- [DATA SUPPLIED]

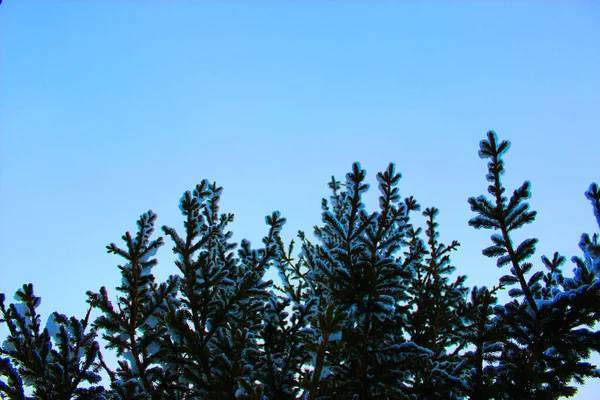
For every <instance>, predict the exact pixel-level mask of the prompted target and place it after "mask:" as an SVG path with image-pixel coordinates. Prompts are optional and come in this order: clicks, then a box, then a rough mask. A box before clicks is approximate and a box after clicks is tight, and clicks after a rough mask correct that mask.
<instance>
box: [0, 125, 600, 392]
mask: <svg viewBox="0 0 600 400" xmlns="http://www.w3.org/2000/svg"><path fill="white" fill-rule="evenodd" d="M508 148H509V143H508V142H507V141H499V140H498V138H497V136H496V134H495V133H494V132H489V133H488V135H487V139H486V140H483V141H482V142H481V143H480V153H479V154H480V156H481V157H482V158H483V159H486V160H489V164H488V174H487V179H488V181H489V182H490V185H489V187H488V192H489V194H490V195H491V198H488V197H485V196H480V197H477V198H470V199H469V203H470V205H471V208H472V210H473V211H474V212H475V213H476V214H477V215H476V216H475V217H473V218H472V219H471V220H470V222H469V223H470V224H471V225H472V226H474V227H475V228H485V229H492V230H494V231H495V232H494V234H493V235H492V237H491V240H492V245H491V246H489V247H488V248H486V249H485V250H484V251H483V254H484V255H486V256H488V257H492V258H497V265H498V266H499V267H506V266H508V267H509V268H508V269H509V271H508V272H507V273H506V274H505V275H504V276H502V278H501V279H500V281H499V282H498V283H497V284H496V285H494V286H491V288H488V287H485V286H484V287H473V288H469V287H467V286H466V285H465V282H466V280H465V279H466V278H465V277H464V276H462V275H458V276H455V275H454V273H455V267H454V266H453V265H452V264H451V261H450V255H451V253H452V252H454V251H456V250H458V246H459V244H458V243H457V242H456V241H453V242H451V243H450V244H444V243H442V242H441V241H440V239H439V229H438V223H437V221H436V217H437V215H438V214H439V211H438V209H437V208H434V207H430V208H427V209H425V210H424V211H423V212H422V215H423V216H424V217H425V229H424V230H423V229H422V228H420V227H417V226H416V224H415V222H414V217H413V216H414V212H415V211H419V210H420V205H419V204H418V203H417V201H416V200H415V199H414V198H413V197H405V198H404V199H402V198H401V197H400V193H399V189H398V186H399V182H400V179H401V175H400V174H399V173H397V172H396V171H395V166H394V164H390V165H389V166H388V167H387V169H386V170H384V171H382V172H380V173H378V174H377V181H378V183H379V191H380V193H381V194H380V197H379V207H378V209H377V210H376V211H374V212H369V211H367V210H366V207H365V205H364V202H363V196H364V194H365V192H366V191H367V190H368V188H369V185H368V184H367V183H366V172H365V171H364V170H363V169H362V168H361V167H360V164H358V163H355V164H353V165H352V169H351V171H350V173H348V174H347V175H346V179H345V182H343V183H342V182H340V181H338V180H336V179H335V178H334V177H332V179H331V181H330V182H329V188H330V190H331V196H330V198H329V199H328V200H325V199H323V200H322V209H323V212H322V223H321V224H320V225H318V226H315V228H314V234H315V239H314V240H313V239H309V238H308V237H307V235H306V234H304V233H303V232H299V234H298V238H299V245H300V246H299V247H300V252H299V254H295V251H296V250H295V246H294V241H292V242H290V244H289V245H287V246H286V245H285V243H284V242H283V240H282V238H281V235H280V234H281V230H282V228H283V226H284V224H285V218H283V217H282V216H281V215H280V214H279V212H273V213H272V214H271V215H269V216H267V217H266V218H265V220H266V225H267V234H266V235H265V237H264V238H263V241H262V244H261V246H259V248H253V247H252V246H251V244H250V242H249V241H247V240H242V241H241V243H240V244H239V245H238V244H237V243H233V242H232V241H231V237H232V233H231V232H230V231H229V230H228V229H229V224H230V223H231V222H232V221H233V218H234V217H233V214H229V213H221V212H220V208H219V202H220V199H221V195H222V188H221V187H219V186H217V185H216V183H212V184H211V183H209V182H208V181H207V180H203V181H202V182H201V183H200V184H199V185H197V186H196V187H195V188H194V190H192V191H188V192H185V193H184V195H183V196H182V198H181V200H180V204H179V207H180V210H181V213H182V215H183V219H184V221H183V228H184V229H183V233H182V234H180V233H178V232H177V231H176V230H175V229H173V228H170V227H166V226H164V227H162V230H163V232H164V233H165V234H166V235H167V236H168V237H169V238H170V239H171V240H172V242H173V248H172V250H173V252H174V254H175V255H176V260H175V266H176V268H177V270H178V274H176V275H174V276H171V277H169V278H168V279H167V281H166V282H164V283H157V282H156V281H155V277H154V275H153V273H152V270H153V268H154V267H155V266H156V265H157V263H158V261H157V259H156V258H155V255H156V253H157V250H158V249H159V248H160V247H161V246H162V245H163V240H162V238H160V237H158V238H156V239H152V235H153V232H154V226H155V223H156V220H157V216H156V214H154V213H153V212H152V211H148V212H147V213H144V214H142V216H141V217H140V218H139V220H138V222H137V225H138V231H137V233H136V234H135V235H133V236H132V235H131V234H130V233H129V232H127V233H126V234H125V235H124V236H123V237H122V239H123V240H124V242H125V246H124V247H123V248H121V247H118V246H117V245H116V244H114V243H113V244H111V245H109V246H107V249H108V252H109V253H113V254H116V255H118V256H120V257H121V258H123V259H125V262H124V264H123V265H119V266H118V268H119V271H120V273H121V277H122V281H121V285H120V286H119V287H117V288H116V289H117V292H118V296H117V297H116V299H115V300H111V298H110V296H109V292H108V290H107V289H106V288H105V287H102V288H101V289H100V291H99V292H97V293H96V292H92V291H90V292H88V302H89V305H90V309H89V310H88V312H87V314H86V316H85V317H84V318H83V319H77V318H74V317H71V318H67V317H66V316H64V315H62V314H59V313H57V312H56V313H53V314H51V315H50V317H49V318H48V322H47V323H46V325H45V327H43V328H42V325H41V316H40V315H39V314H38V313H37V311H36V309H37V308H38V306H39V304H40V302H41V299H40V298H39V297H37V296H35V295H34V293H33V285H32V284H29V285H24V286H23V288H21V289H20V290H19V291H17V293H16V295H15V300H16V301H17V302H16V303H13V304H10V305H8V306H6V305H5V296H4V295H3V294H0V312H1V318H0V322H4V323H5V324H6V326H7V328H8V336H7V338H6V340H5V341H4V343H3V344H2V346H1V347H0V395H1V396H8V397H9V398H11V399H136V398H137V399H256V400H259V399H260V400H263V399H273V400H275V399H298V398H303V399H305V400H316V399H342V398H343V399H345V398H348V399H356V400H359V399H360V400H364V399H414V400H417V399H448V398H457V399H458V398H470V399H475V400H482V399H556V398H560V397H569V396H573V395H574V394H575V392H576V388H575V387H574V386H573V384H574V383H583V382H584V380H585V379H587V378H592V377H600V372H599V370H598V369H597V367H596V366H594V365H592V364H591V363H590V362H589V361H588V359H589V357H590V355H591V353H592V352H598V351H600V332H599V331H598V330H597V327H596V325H595V324H596V323H597V321H598V318H599V317H600V311H599V310H600V279H599V275H600V234H598V233H596V234H594V235H588V234H584V235H582V237H581V240H580V242H579V246H580V248H581V250H582V252H583V254H582V256H581V257H573V258H572V262H573V264H574V270H573V275H572V276H571V275H567V274H564V273H563V269H564V265H565V263H566V259H565V257H563V256H561V255H560V254H558V253H555V254H553V255H552V256H551V257H546V256H542V257H541V264H540V265H539V266H538V267H536V266H535V265H534V263H533V262H532V261H531V258H532V256H533V255H534V254H535V251H536V249H535V247H536V243H537V239H534V238H529V239H525V240H523V241H522V242H520V243H515V242H514V233H515V231H517V230H518V229H520V228H521V227H523V226H524V225H526V224H529V223H532V222H533V221H534V219H535V216H536V213H535V211H531V210H530V208H529V204H528V203H527V201H526V200H527V198H529V196H530V184H529V182H525V183H524V184H523V185H522V186H521V187H519V188H518V189H516V190H515V191H514V192H513V194H512V196H511V197H510V198H508V197H507V196H506V195H505V192H506V188H505V187H504V186H503V184H502V180H501V177H502V175H503V173H504V161H503V156H504V154H505V153H506V151H507V150H508ZM586 197H587V198H588V199H589V200H590V202H591V203H592V207H593V212H594V215H595V217H596V220H597V222H598V226H599V227H600V188H599V187H598V185H597V184H592V185H591V186H590V187H589V189H588V190H587V192H586ZM269 269H273V270H275V271H276V272H278V273H279V278H280V279H279V280H280V283H279V284H277V285H275V284H273V283H272V282H270V281H266V280H265V273H266V271H267V270H269ZM506 289H508V295H509V296H510V301H508V302H507V303H505V304H503V303H501V302H499V299H500V298H502V293H503V291H504V290H506ZM94 310H96V311H97V312H99V313H100V316H98V317H97V318H95V319H93V318H92V317H91V316H92V315H93V314H92V311H94ZM92 319H93V320H92ZM98 334H101V337H102V338H103V340H104V344H105V346H104V352H102V351H100V345H99V343H98V341H97V340H96V339H97V335H98ZM109 351H112V352H114V355H115V356H116V357H117V366H116V368H112V367H111V366H110V365H108V364H109V363H108V362H107V357H105V355H106V353H107V352H109ZM103 354H104V355H103ZM100 370H103V371H105V372H106V373H107V374H108V376H109V382H108V383H107V384H106V385H104V386H102V385H100V375H99V372H100Z"/></svg>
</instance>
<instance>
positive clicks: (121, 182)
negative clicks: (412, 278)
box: [0, 0, 600, 399]
mask: <svg viewBox="0 0 600 400" xmlns="http://www.w3.org/2000/svg"><path fill="white" fill-rule="evenodd" d="M599 38H600V6H598V4H594V2H592V1H579V2H569V3H568V2H561V1H555V2H534V1H531V2H529V1H524V2H501V1H489V2H475V1H464V2H451V1H446V2H442V1H431V2H419V3H417V2H406V1H380V2H366V1H364V2H361V1H349V2H342V1H332V0H329V1H309V2H300V1H282V2H275V1H264V2H249V1H246V2H242V1H229V2H208V1H192V0H188V1H184V0H177V1H167V0H162V1H161V0H153V1H151V0H146V1H144V0H137V1H133V0H130V1H125V0H123V1H118V0H112V1H106V0H86V1H74V0H71V1H69V0H63V1H58V0H56V1H51V0H43V1H42V0H37V1H34V0H29V1H28V0H6V1H4V3H3V4H2V6H0V46H1V47H0V93H1V96H0V179H1V180H0V221H2V222H1V224H2V229H1V230H0V268H1V279H0V292H3V293H7V294H9V295H10V294H12V293H14V291H15V290H16V289H17V288H18V287H19V286H20V285H21V284H23V283H26V282H33V283H34V284H35V287H36V291H37V293H38V295H41V296H42V297H43V300H44V302H43V305H42V307H41V311H42V314H43V315H44V317H45V316H47V315H48V314H49V313H50V312H52V311H54V310H58V311H60V312H62V313H65V314H68V315H78V316H83V314H84V312H85V299H86V296H85V291H86V290H89V289H93V290H96V291H97V290H98V289H99V287H100V286H101V285H106V286H107V287H108V288H109V292H111V293H114V290H112V288H114V286H115V285H116V284H117V283H118V282H119V281H120V278H119V273H118V270H117V268H116V265H117V263H118V262H119V260H118V259H117V258H116V257H114V256H111V255H107V254H106V252H105V248H104V246H105V245H107V244H109V243H110V242H117V243H118V241H119V240H120V239H119V238H120V236H121V235H122V234H123V233H124V232H125V231H126V230H135V221H136V219H137V217H138V216H139V215H140V214H141V213H143V212H144V211H146V210H148V209H152V210H153V211H155V212H156V213H158V216H159V221H158V222H159V224H160V225H162V224H166V225H169V226H174V227H181V221H182V220H181V218H180V216H179V210H178V200H179V198H180V196H181V194H182V193H183V191H185V190H188V189H191V188H193V186H194V185H195V184H196V183H198V182H200V180H201V179H203V178H207V179H209V180H211V181H212V180H216V181H217V183H219V184H220V185H222V186H223V187H224V198H223V201H222V209H223V211H227V212H233V213H235V216H236V221H235V223H234V224H233V226H232V228H233V230H234V232H235V239H236V240H239V239H241V238H244V237H245V238H249V239H250V240H251V241H252V242H253V243H255V244H257V245H258V243H259V241H260V238H261V237H262V235H263V234H264V233H266V227H265V226H264V216H265V215H267V214H270V212H271V211H273V210H280V211H281V212H282V214H283V216H285V217H286V218H287V219H288V224H287V227H286V229H285V231H284V236H285V237H286V238H287V239H291V238H292V237H293V236H294V234H295V232H296V231H297V230H298V229H302V230H305V231H311V227H312V226H313V225H314V224H316V223H319V222H320V199H321V197H323V196H327V195H328V193H327V188H326V183H327V181H328V179H329V177H330V176H331V175H332V174H334V175H336V176H338V177H340V178H341V177H343V175H344V174H345V173H346V172H347V171H348V170H349V168H350V166H351V163H352V162H353V161H360V162H361V163H362V165H363V167H365V168H366V169H367V172H368V176H369V177H370V181H371V183H372V184H373V185H372V186H373V187H375V186H376V185H375V180H374V176H375V173H376V172H377V171H379V170H382V169H383V168H385V167H386V166H387V163H388V162H390V161H393V162H396V164H397V167H398V169H399V170H400V171H401V172H402V174H403V180H402V182H401V192H402V194H403V195H411V194H412V195H414V196H415V197H416V198H417V199H418V200H419V201H420V202H421V204H422V205H423V206H436V207H438V208H440V210H441V214H440V217H439V222H440V225H441V232H442V239H443V240H446V241H447V242H450V241H451V240H452V239H457V240H458V241H460V242H461V244H462V246H461V249H460V251H459V252H458V253H456V254H455V256H454V258H453V261H454V264H455V265H456V266H457V267H458V271H459V272H460V273H462V274H466V275H468V276H469V279H468V281H467V282H468V284H470V285H493V284H495V283H496V282H497V278H498V277H499V276H500V271H498V270H497V268H496V267H495V262H494V261H493V260H489V259H486V258H484V257H483V256H482V255H481V249H482V248H484V247H485V246H487V244H488V241H489V234H488V232H483V231H475V230H474V229H472V228H470V227H469V226H468V225H467V221H468V219H469V218H470V217H471V216H472V214H471V211H470V209H469V206H468V204H467V198H468V197H469V196H477V195H479V194H482V193H483V192H484V191H485V189H486V187H487V184H486V181H485V172H486V171H485V168H486V166H485V162H483V161H482V160H480V159H479V158H478V156H477V150H478V143H479V141H480V140H481V139H483V138H484V137H485V133H486V131H488V130H490V129H494V130H496V132H497V133H498V135H499V136H500V137H501V138H502V139H509V140H511V141H512V144H513V146H512V150H511V151H510V153H509V154H508V156H507V157H506V161H507V169H508V171H507V174H506V178H505V182H506V184H507V186H509V188H514V187H516V186H517V185H520V184H521V183H522V181H523V180H526V179H527V180H531V181H532V184H533V188H532V190H533V197H532V198H531V204H532V207H533V208H534V209H536V210H537V211H538V212H539V217H538V220H537V221H536V222H535V224H533V225H532V226H531V227H528V228H527V229H526V230H524V232H523V237H525V236H526V235H527V236H535V237H538V238H539V239H540V245H539V253H538V255H537V258H536V260H537V261H539V256H541V255H542V254H552V253H553V252H554V251H560V252H561V253H563V254H565V255H566V256H567V257H569V258H570V257H571V256H572V255H579V250H578V248H577V243H578V241H579V237H580V235H581V234H582V233H583V232H590V233H593V232H597V231H598V227H597V226H596V225H595V221H594V218H593V215H592V211H591V207H590V205H589V203H588V201H587V200H586V199H585V197H584V195H583V193H584V191H585V190H586V189H587V188H588V186H589V184H590V183H591V182H593V181H596V182H598V181H599V180H600V169H599V168H598V166H599V163H598V149H600V134H599V133H598V126H599V123H600V112H599V111H598V110H599V108H600V78H599V75H598V71H600V40H599ZM375 196H376V194H375V193H374V192H373V193H372V195H371V196H370V197H369V199H370V201H371V203H370V204H371V205H375V204H376V203H375V201H374V199H375ZM169 248H170V243H168V242H167V245H166V246H165V247H163V248H162V252H159V260H160V261H161V264H159V266H157V267H156V269H155V274H156V275H157V277H158V278H159V279H164V278H166V277H167V276H168V275H169V274H172V273H175V267H174V266H173V265H172V257H170V256H169V254H168V253H169ZM537 266H540V267H541V263H540V262H537ZM567 269H570V267H568V268H567ZM9 297H10V296H9ZM3 332H4V331H2V330H0V333H3ZM598 389H600V382H591V383H589V384H588V385H587V387H586V388H585V389H584V390H583V391H582V393H581V394H580V396H579V397H578V398H581V399H585V398H589V399H591V398H592V397H593V396H592V394H593V393H594V390H595V391H596V392H597V390H598ZM586 393H587V394H586ZM586 396H587V397H586Z"/></svg>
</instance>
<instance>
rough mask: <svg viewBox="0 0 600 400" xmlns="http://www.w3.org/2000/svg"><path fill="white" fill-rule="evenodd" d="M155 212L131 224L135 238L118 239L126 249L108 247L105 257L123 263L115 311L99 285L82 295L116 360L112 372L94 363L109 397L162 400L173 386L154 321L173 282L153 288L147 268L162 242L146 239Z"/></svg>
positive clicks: (163, 307) (154, 222)
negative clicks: (134, 234) (100, 311)
mask: <svg viewBox="0 0 600 400" xmlns="http://www.w3.org/2000/svg"><path fill="white" fill-rule="evenodd" d="M156 218H157V216H156V214H154V213H153V212H152V211H148V212H147V213H145V214H142V216H141V217H140V218H139V220H138V221H137V225H138V232H137V234H136V235H135V237H133V236H131V234H130V233H129V232H127V233H125V235H123V237H122V239H123V241H124V242H125V244H126V246H127V247H126V250H124V249H121V248H120V247H118V246H117V245H116V244H114V243H112V244H110V245H108V246H106V247H107V249H108V252H109V253H114V254H117V255H119V256H121V257H122V258H124V259H125V260H126V261H127V263H126V264H124V265H119V266H118V268H119V270H120V271H121V276H122V281H121V286H119V287H117V291H118V292H120V293H122V295H120V296H118V297H117V306H116V307H115V306H114V305H113V303H112V302H111V301H110V299H109V295H108V291H107V290H106V288H105V287H104V286H103V287H102V288H101V289H100V292H99V293H94V292H92V291H88V292H87V294H88V297H89V300H88V302H89V304H90V305H91V306H92V307H94V308H98V309H99V310H100V311H101V312H102V313H103V315H101V316H100V317H98V318H97V319H96V320H95V321H94V327H95V329H98V330H102V331H103V332H104V333H103V334H102V338H103V339H104V340H106V341H107V345H106V348H107V349H111V350H112V349H114V350H115V351H116V355H117V357H120V358H124V359H121V360H119V362H118V364H119V365H118V368H117V370H116V371H112V370H111V369H110V368H109V367H108V366H107V365H106V363H104V361H103V359H102V358H101V362H100V365H101V366H102V367H103V368H104V369H105V370H106V372H107V373H108V375H109V376H110V379H111V388H112V389H113V391H114V393H113V396H115V397H116V398H122V399H138V398H139V399H142V398H152V399H159V398H162V393H163V392H165V391H166V392H169V391H171V390H172V388H173V383H172V381H173V379H174V376H173V372H174V371H172V370H169V369H168V368H167V369H165V368H163V367H161V366H160V365H159V363H160V358H159V357H160V341H161V337H162V336H163V335H164V334H165V333H166V327H165V326H164V324H161V323H159V321H161V320H162V319H163V318H164V314H165V313H166V311H167V301H168V300H169V299H170V298H171V297H173V295H174V293H175V289H176V287H175V280H174V279H170V280H169V282H167V283H161V284H160V285H158V284H157V283H156V282H154V280H155V279H154V275H153V274H152V267H153V266H155V265H156V264H157V263H158V261H157V260H156V258H152V257H153V256H154V255H155V254H156V252H157V250H158V248H159V247H160V246H162V244H163V240H162V238H160V237H159V238H158V239H156V240H152V241H151V240H150V237H151V236H152V233H153V232H154V223H155V221H156Z"/></svg>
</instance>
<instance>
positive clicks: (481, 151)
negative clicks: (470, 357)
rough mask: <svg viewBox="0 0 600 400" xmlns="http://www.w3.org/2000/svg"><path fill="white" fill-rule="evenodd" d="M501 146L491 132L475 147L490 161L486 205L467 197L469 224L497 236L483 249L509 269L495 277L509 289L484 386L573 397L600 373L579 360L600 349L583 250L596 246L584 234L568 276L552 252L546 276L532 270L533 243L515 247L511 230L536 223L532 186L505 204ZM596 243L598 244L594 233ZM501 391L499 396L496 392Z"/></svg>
mask: <svg viewBox="0 0 600 400" xmlns="http://www.w3.org/2000/svg"><path fill="white" fill-rule="evenodd" d="M508 147H509V145H508V142H507V141H502V142H498V138H497V136H496V134H495V133H494V132H489V133H488V138H487V140H484V141H482V142H481V144H480V148H481V150H480V152H479V154H480V156H481V157H482V158H484V159H489V160H490V162H489V164H488V171H489V173H488V175H487V179H488V181H489V182H491V185H490V186H489V187H488V192H489V193H490V194H491V195H492V196H493V198H492V200H489V199H488V198H486V197H484V196H481V197H478V198H470V199H469V203H470V204H471V209H472V210H473V211H475V212H476V213H477V214H478V215H477V216H476V217H475V218H473V219H471V221H469V224H471V225H472V226H474V227H475V228H486V229H494V230H496V231H499V233H498V234H494V235H493V236H492V242H493V245H492V246H490V247H488V248H487V249H485V250H483V254H484V255H487V256H488V257H498V261H497V264H498V266H499V267H503V266H505V265H509V266H510V274H509V275H505V276H503V277H502V278H501V279H500V283H501V285H503V286H504V285H505V286H509V287H512V288H511V289H510V290H509V292H508V293H509V295H510V296H511V297H512V298H513V300H512V301H510V302H509V303H507V304H505V305H504V306H497V307H496V308H495V310H494V313H495V318H496V320H495V321H492V322H491V323H492V324H493V325H498V327H497V329H499V330H500V331H501V332H502V335H501V340H500V341H499V343H501V356H500V357H499V358H498V359H497V366H496V368H495V373H496V377H495V378H492V379H491V381H490V382H489V384H491V385H493V386H496V387H497V391H496V393H497V396H496V397H498V398H507V399H514V398H519V399H538V398H544V399H546V398H548V399H553V398H559V397H563V396H567V397H568V396H572V395H574V394H575V392H576V389H575V387H573V386H572V382H573V381H576V382H579V383H582V382H583V379H584V378H586V377H597V376H599V373H598V370H597V369H596V367H595V366H593V365H591V364H589V363H588V362H586V361H585V360H586V359H588V358H589V357H590V355H591V352H592V351H598V350H600V333H599V332H597V331H595V330H594V328H593V327H594V324H595V322H596V321H597V318H598V311H599V310H600V301H599V300H600V298H599V288H600V284H599V280H598V277H597V276H596V273H597V272H598V271H595V270H594V268H593V264H592V259H593V257H589V256H588V255H589V251H588V249H589V248H590V245H591V246H594V245H595V243H592V241H591V240H590V239H589V236H587V235H584V237H583V238H582V242H581V244H580V246H581V247H582V249H583V250H584V253H585V254H586V257H587V258H586V261H583V260H581V259H575V260H574V261H575V263H576V270H575V276H574V278H565V277H564V276H563V273H562V271H561V269H560V266H561V265H562V264H563V263H564V257H562V256H560V255H559V254H558V253H556V254H554V257H553V259H552V261H550V260H549V259H548V258H547V257H542V262H543V264H544V266H545V267H546V269H547V270H548V272H547V273H546V274H545V273H544V271H541V270H540V271H535V272H534V270H533V264H532V263H530V262H528V261H526V260H527V259H529V258H530V257H531V256H532V255H533V254H535V244H536V243H537V239H533V238H532V239H525V240H524V241H523V242H521V243H520V244H518V245H515V244H514V243H513V240H512V235H511V233H512V231H514V230H516V229H519V228H521V227H522V226H523V225H525V224H528V223H531V222H533V221H534V219H535V216H536V213H535V211H529V204H528V203H527V202H526V201H525V200H526V199H527V198H529V197H530V192H529V188H530V184H529V182H525V183H524V184H523V185H522V186H521V187H520V188H518V189H517V190H515V191H514V193H513V195H512V196H511V198H510V199H507V198H506V197H505V196H503V193H504V192H505V188H504V186H503V185H502V182H501V175H502V174H503V173H504V163H503V160H502V156H503V155H504V153H505V152H506V151H507V149H508ZM596 187H597V186H596V185H592V187H591V188H590V190H589V191H588V193H587V194H586V195H587V197H588V198H589V199H591V200H592V203H593V204H594V210H595V212H596V213H597V204H598V203H597V200H596V199H597V195H596V192H595V191H594V188H596ZM594 240H595V241H596V240H597V236H595V238H594ZM502 393H503V395H502Z"/></svg>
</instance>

- [EXERCISE GOAL] Please give the number of lines above containing "positive" and nothing else.

- [TASK RESPONSE] 3